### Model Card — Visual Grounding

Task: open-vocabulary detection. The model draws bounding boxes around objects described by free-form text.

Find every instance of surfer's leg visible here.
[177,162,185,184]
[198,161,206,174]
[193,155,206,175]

------------------------------

WHAT YOU SHOULD DO: Please transcribe each of the entries, exactly as written.

OUTPUT FOR THIS EXERCISE:
### Model Card — Visual Grounding

Task: open-vocabulary detection. The model draws bounding boxes around objects described by free-form text.

Find every instance of surfer's leg visible here.
[177,162,185,184]
[198,161,206,174]
[193,155,206,175]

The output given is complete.